— begin Extracted text —

Starter and Portable VHF Antennas

Many new to VHF SSB are trying to use their verticals that they use on FM and wonder why they can’t hear very many people on the local nets or in general. The biggest reason is that antennas used for VHF SSB operations are predominantly horizontally polarized. Now this doesn’t mean that the newcomer to VHF SSB has to go out and spend a lot of money for some 10 or 20 element two meter antenna to be able to participate in the local VHF SSB activities. A very simple homebrewed four element yagi (48” boom) on a 20 or 30 foot pushup mast will allow you to hear a greater number of the participants on the local nets, depending on your location. A horizontally polarized yagi will also allow you to hold QSO’s with hams all over the state and other states should we get a good E-skip opening. I have 36 states confirmed on two meters myself using SSB and CW. Much of it was being at the right place at the right time

I wrote a piece on antennas a while back called “Woodies.” It seemed at the time to garner some attention but I think maybe its time to take a look at the very simple yagi type antenna again. The basic material for a very simple yagi antenna for the two meter band can be aluminum clothes line wire for the elements and a straight wooden tomato stake that can be found in the garden department of the local hardware emporiums. I don’t think we can get much simpler than that.

The dimensions of elements and spacing of those elements can be found in most any Amateur Radio Handbook, VHF Manual, etc. To save you the trouble of even finding yagi building references, I’ll supply them here and now. The reflector of a yagi will need to be on the order of a half wavelength. A yagi on the two meter band will then have a reflector length of one meter (39.37 inches) or to be a little more exact use the constant 5600 and divide it by the frequency of interest in MHz. Most SSB operation on the two meter band takes place around 144.200 MHz. Therefore, 5600/144.2 = 38.8350. I’d make it an even 39”. If you are using clothesline wire, roll off 39” of the stuff, cut it to length and straighten it as best you can by hand. It can be made real straight using a hammer and a small anvil as on the back side of a bench vise. Lay the reflector aside and next make the driven element which will be about 3% shorter than the reflector, 39” – 3% = 37.83”. I’d make it 38” long. Again cut a 38” length from your roll of clothesline wire and straighten it out as best you can. It doesn’t have to be absolutely straight as the electrons traveling down it won’t know the difference. Lay the driven element aside and let’s make the first director element. The first and second directors will be 3% shorter than the driven element, 38” – 3% = 36.86”. I’d make them 37” long. As before cut two 37” lengths from the roll of clothes line wire, straighten them out and put them aside.

We now have to prepare a boom on which to mount these elements. The wooden tomato stake that you found at the hardware store measuring about ¾” X ¾” square you will want to be on the order of 4 feet long. We will want the reflector to be spaced from the driven element about 0.2 wavelength. A free space wavelength at 144.2 MHz is about 82”, so 82” X 0.2 = 16.38”. I’d make it 16.5”. A couple of inches in from the end of the wooden boom drill a hole that will be just a little bit smaller than the diameter of the clothesline wire. Measure 16.5” from that hole toward the center of the boom and drill another hole the same size as the first. Since we are making a simple yagi and not some DX grabbing device let’s just make the spacing of all the elements 16.5”

— end Extracted text —
— begin Material —

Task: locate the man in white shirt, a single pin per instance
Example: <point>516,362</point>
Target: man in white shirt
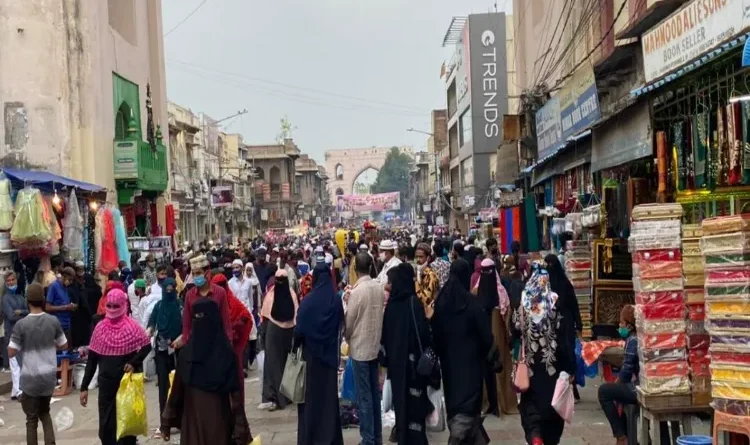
<point>387,249</point>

— end Material —

Objectives:
- a) Set down, word for word, the passage of the VHF antenna article from "I wrote a piece" up to and including "simpler than that.".
- b) Name each element the VHF antenna article says to cut for the four element yagi, along with the length in inches the author would actually make it.

Task responses:
- a)
I wrote a piece on antennas a while back called “Woodies.” It seemed at the time to garner some attention but I think maybe its time to take a look at the very simple yagi type antenna again. The basic material for a very simple yagi antenna for the two meter band can be aluminum clothes line wire for the elements and a straight wooden tomato stake that can be found in the garden department of the local hardware emporiums. I don’t think we can get much simpler than that.

- b)
- Reflector: 39"
- Driven element: 38"
- First director: 37"
- Second director: 37"